Aim – The line containing "Exercise. Identify the sailboat" marks where to begin; quote it and every line after it through the end of the data, exactly as written.

— BEGIN Materials provided —

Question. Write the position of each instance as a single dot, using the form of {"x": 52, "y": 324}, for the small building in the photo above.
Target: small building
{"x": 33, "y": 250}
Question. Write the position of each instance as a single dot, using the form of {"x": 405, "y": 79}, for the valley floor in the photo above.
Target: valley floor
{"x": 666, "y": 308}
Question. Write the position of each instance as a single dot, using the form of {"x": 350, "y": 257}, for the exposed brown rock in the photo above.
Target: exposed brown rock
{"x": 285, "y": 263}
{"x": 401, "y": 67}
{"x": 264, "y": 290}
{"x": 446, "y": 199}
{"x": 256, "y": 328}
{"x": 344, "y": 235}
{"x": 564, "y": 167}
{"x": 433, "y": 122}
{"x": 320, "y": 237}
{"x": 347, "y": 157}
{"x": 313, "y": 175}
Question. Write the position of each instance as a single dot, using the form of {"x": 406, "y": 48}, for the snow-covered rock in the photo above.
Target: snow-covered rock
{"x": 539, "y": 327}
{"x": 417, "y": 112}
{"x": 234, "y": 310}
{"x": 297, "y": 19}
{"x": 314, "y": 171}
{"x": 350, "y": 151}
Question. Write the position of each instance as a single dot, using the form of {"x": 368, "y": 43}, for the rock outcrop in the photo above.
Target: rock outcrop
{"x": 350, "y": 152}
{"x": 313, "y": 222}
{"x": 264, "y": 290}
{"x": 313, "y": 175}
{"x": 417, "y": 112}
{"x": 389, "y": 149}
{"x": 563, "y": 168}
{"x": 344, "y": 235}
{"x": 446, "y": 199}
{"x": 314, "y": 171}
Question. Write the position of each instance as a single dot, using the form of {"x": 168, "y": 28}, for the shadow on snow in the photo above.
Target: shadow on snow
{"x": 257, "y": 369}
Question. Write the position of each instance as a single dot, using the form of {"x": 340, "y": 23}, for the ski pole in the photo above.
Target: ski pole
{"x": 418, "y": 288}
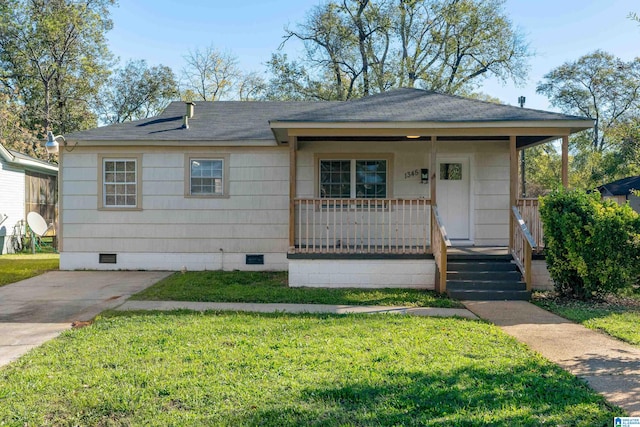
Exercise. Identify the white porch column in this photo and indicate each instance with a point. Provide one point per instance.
(293, 142)
(565, 161)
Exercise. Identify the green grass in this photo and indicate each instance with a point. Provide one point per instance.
(618, 317)
(14, 268)
(271, 287)
(236, 369)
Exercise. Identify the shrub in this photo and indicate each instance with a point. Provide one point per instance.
(592, 247)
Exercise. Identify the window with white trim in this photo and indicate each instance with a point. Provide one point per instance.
(206, 177)
(353, 178)
(120, 183)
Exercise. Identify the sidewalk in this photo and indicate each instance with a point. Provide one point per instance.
(294, 308)
(611, 367)
(38, 309)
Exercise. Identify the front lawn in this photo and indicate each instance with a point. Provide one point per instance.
(616, 316)
(271, 287)
(14, 268)
(192, 369)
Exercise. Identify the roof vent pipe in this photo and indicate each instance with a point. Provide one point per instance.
(190, 108)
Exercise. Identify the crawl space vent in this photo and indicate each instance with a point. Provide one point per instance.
(108, 259)
(255, 260)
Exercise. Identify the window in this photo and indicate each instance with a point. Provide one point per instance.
(206, 176)
(353, 178)
(451, 171)
(120, 182)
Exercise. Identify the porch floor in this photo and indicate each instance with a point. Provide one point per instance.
(478, 250)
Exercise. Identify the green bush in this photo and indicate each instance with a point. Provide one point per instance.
(592, 247)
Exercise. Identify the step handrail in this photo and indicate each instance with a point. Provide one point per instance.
(522, 246)
(439, 243)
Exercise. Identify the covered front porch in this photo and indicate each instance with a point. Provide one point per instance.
(434, 185)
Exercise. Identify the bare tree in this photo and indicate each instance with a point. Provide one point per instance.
(210, 74)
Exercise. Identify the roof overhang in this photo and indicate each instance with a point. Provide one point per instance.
(528, 133)
(28, 163)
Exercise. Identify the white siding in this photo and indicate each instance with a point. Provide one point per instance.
(171, 230)
(12, 182)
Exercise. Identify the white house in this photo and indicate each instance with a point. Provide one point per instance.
(337, 193)
(26, 184)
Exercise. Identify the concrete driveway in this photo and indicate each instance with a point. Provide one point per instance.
(38, 309)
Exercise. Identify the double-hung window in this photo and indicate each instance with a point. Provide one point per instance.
(207, 176)
(120, 184)
(353, 178)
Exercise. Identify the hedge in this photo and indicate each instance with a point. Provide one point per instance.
(592, 246)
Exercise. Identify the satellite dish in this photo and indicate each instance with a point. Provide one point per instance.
(37, 224)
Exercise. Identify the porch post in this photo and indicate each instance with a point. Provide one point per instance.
(565, 161)
(432, 187)
(293, 142)
(513, 182)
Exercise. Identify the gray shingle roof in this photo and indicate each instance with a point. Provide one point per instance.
(415, 105)
(236, 120)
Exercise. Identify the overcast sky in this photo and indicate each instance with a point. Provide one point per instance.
(163, 31)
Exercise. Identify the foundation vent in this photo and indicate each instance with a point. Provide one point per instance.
(108, 258)
(254, 259)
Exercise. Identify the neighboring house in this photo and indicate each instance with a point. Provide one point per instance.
(338, 193)
(621, 191)
(26, 184)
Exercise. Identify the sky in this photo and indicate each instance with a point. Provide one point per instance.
(558, 31)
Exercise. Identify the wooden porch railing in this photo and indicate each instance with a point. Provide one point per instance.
(439, 248)
(362, 226)
(522, 245)
(531, 215)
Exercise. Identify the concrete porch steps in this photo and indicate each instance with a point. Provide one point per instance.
(488, 277)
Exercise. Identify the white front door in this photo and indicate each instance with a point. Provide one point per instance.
(453, 197)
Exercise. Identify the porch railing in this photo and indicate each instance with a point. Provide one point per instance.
(529, 210)
(522, 245)
(439, 247)
(361, 226)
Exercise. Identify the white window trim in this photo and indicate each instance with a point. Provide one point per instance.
(206, 156)
(353, 157)
(101, 196)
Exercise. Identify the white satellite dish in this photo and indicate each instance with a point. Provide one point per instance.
(37, 224)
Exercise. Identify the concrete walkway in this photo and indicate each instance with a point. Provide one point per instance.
(38, 309)
(611, 367)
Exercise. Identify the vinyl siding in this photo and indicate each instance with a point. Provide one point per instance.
(252, 219)
(12, 195)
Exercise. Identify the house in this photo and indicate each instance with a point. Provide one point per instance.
(26, 184)
(621, 191)
(337, 193)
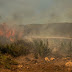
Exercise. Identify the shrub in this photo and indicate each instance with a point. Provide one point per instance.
(42, 49)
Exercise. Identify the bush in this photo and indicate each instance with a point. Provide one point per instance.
(42, 49)
(16, 49)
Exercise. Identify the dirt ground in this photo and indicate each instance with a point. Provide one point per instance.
(30, 64)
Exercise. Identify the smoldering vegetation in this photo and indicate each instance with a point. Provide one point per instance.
(39, 47)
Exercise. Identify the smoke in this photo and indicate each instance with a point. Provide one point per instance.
(35, 11)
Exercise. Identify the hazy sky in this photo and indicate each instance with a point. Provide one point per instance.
(35, 11)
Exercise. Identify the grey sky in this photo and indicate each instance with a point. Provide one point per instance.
(35, 11)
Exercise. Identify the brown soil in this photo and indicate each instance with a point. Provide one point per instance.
(30, 64)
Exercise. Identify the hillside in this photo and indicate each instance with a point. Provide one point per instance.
(48, 30)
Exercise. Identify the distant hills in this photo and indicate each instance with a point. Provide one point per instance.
(48, 30)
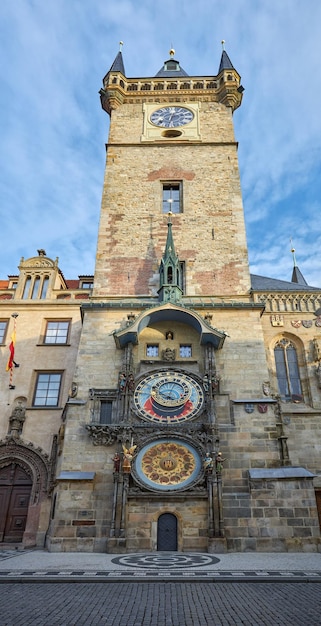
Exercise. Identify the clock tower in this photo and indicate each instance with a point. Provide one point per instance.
(171, 342)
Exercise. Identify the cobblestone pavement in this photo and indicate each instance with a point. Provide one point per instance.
(160, 604)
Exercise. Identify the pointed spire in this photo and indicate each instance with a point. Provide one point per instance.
(297, 276)
(170, 270)
(225, 63)
(118, 64)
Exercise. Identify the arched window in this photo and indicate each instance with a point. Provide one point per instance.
(26, 289)
(287, 370)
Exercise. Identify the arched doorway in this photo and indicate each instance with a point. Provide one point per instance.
(15, 491)
(167, 533)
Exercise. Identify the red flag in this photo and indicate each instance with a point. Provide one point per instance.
(10, 363)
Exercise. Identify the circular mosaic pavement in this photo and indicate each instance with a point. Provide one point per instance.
(165, 560)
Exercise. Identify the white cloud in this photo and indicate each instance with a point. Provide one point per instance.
(53, 131)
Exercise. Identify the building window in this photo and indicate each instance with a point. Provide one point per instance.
(3, 330)
(26, 289)
(35, 288)
(287, 370)
(185, 351)
(44, 288)
(172, 197)
(47, 389)
(57, 332)
(152, 349)
(106, 409)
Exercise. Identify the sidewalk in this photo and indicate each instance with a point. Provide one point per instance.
(40, 565)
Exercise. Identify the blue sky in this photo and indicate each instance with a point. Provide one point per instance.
(54, 54)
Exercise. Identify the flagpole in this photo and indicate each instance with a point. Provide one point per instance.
(11, 362)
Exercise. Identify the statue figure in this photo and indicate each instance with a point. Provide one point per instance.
(122, 382)
(116, 459)
(128, 457)
(318, 373)
(208, 463)
(317, 349)
(17, 419)
(168, 354)
(219, 462)
(131, 382)
(215, 383)
(205, 382)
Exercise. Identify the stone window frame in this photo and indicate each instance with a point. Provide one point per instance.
(173, 205)
(48, 386)
(4, 323)
(294, 378)
(182, 348)
(66, 335)
(98, 397)
(155, 347)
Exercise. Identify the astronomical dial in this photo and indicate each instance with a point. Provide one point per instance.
(171, 117)
(168, 397)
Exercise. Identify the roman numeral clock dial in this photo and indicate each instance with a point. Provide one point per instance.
(171, 117)
(168, 397)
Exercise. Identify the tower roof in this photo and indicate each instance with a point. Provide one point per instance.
(118, 64)
(171, 68)
(225, 63)
(297, 276)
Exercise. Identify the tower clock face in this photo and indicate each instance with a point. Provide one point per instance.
(171, 117)
(168, 397)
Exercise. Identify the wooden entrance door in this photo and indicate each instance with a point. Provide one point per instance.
(167, 532)
(15, 490)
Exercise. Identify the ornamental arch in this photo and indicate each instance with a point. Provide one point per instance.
(24, 487)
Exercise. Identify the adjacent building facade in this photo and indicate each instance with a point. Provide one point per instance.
(192, 395)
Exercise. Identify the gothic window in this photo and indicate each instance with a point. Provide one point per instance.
(172, 197)
(44, 289)
(47, 389)
(103, 406)
(106, 409)
(152, 350)
(35, 288)
(26, 288)
(287, 369)
(185, 351)
(3, 330)
(57, 332)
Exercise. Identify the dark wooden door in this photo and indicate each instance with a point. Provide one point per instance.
(167, 532)
(15, 490)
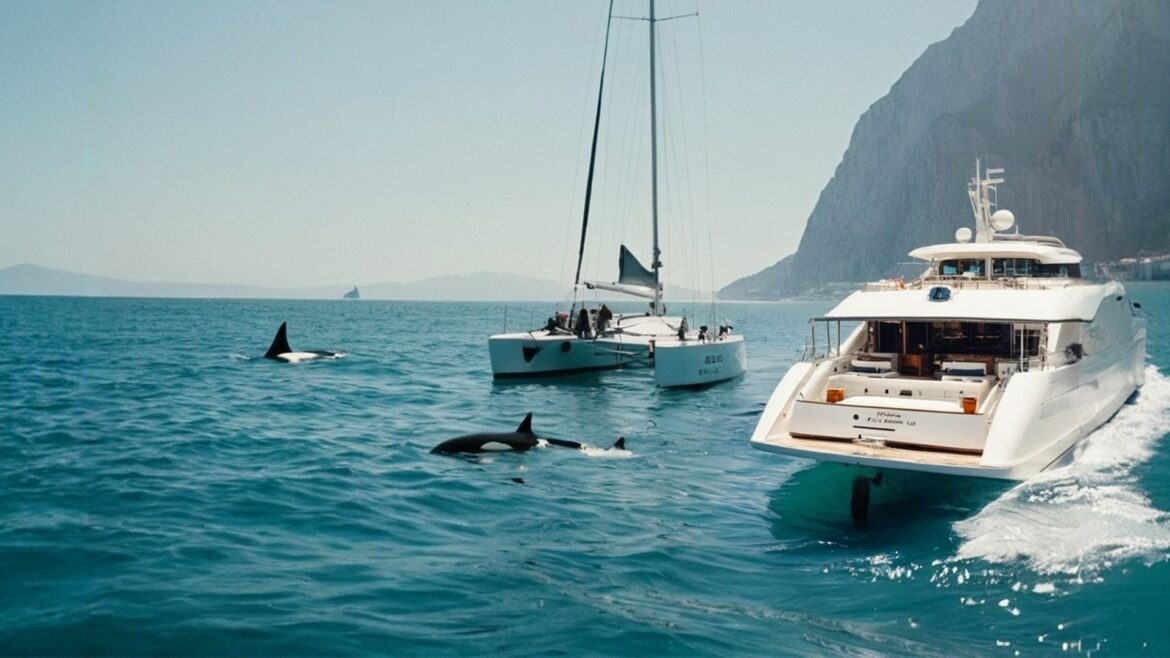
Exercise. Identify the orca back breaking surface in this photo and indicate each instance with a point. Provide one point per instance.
(280, 343)
(280, 349)
(521, 440)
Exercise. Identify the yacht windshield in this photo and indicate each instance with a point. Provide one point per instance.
(1030, 267)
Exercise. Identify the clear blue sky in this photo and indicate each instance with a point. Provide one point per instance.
(311, 143)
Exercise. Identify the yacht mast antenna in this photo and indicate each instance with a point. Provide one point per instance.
(655, 260)
(979, 192)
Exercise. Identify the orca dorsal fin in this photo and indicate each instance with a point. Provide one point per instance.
(525, 425)
(280, 343)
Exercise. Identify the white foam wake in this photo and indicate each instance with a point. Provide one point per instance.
(1081, 518)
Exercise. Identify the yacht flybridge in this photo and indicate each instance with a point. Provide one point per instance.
(993, 363)
(682, 354)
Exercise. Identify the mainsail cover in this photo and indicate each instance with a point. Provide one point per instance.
(631, 272)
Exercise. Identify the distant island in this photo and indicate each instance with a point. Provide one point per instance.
(480, 287)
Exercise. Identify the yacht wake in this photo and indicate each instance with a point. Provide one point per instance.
(1080, 519)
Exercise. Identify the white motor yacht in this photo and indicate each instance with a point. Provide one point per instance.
(995, 362)
(681, 354)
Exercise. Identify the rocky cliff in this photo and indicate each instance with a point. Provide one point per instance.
(1071, 96)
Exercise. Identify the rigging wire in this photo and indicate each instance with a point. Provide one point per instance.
(577, 171)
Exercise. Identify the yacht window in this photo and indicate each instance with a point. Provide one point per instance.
(1031, 267)
(962, 267)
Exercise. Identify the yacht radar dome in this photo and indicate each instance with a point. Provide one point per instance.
(1003, 220)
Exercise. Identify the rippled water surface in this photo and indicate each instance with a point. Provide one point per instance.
(164, 491)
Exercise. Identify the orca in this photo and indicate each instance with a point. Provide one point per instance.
(280, 349)
(521, 440)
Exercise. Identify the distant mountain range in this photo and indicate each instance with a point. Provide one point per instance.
(483, 286)
(1071, 96)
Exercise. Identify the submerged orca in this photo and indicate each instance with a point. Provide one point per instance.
(280, 349)
(520, 440)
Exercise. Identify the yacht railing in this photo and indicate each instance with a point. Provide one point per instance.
(970, 283)
(823, 345)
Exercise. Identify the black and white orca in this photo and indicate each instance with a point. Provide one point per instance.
(520, 440)
(280, 349)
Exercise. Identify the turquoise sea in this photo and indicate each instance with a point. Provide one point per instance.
(166, 492)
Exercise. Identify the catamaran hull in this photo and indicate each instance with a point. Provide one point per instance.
(690, 363)
(541, 355)
(1040, 422)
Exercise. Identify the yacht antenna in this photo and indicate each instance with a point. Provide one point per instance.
(979, 191)
(592, 155)
(655, 260)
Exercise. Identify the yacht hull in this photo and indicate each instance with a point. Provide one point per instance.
(1040, 419)
(690, 363)
(538, 354)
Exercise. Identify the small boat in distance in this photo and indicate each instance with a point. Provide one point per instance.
(583, 340)
(993, 363)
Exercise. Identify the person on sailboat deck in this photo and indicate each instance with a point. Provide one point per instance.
(555, 326)
(582, 328)
(603, 317)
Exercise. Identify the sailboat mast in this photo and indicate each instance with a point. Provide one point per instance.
(592, 153)
(656, 264)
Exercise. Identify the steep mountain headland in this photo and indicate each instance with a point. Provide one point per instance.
(1071, 96)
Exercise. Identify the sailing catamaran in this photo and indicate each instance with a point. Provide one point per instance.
(577, 342)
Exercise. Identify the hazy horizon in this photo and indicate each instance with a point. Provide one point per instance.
(301, 144)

— END Materials provided —

Result of the task –
Exercise. Identify the sailboat mast in this photo and indicate each instance with a point. Provide one point per instance.
(592, 153)
(656, 264)
Exercise. Identify the steep mountain headland in this photo and indicate each instance with a point. Provide one point per instance.
(1071, 96)
Exercise. Identify the sailing catamaran in this photo and indicate each instance with a point. Provide one point per instance.
(577, 342)
Exercise. Identify the hazy horizon in this photo and indicate each instance with a point. Provide one point per instance.
(301, 144)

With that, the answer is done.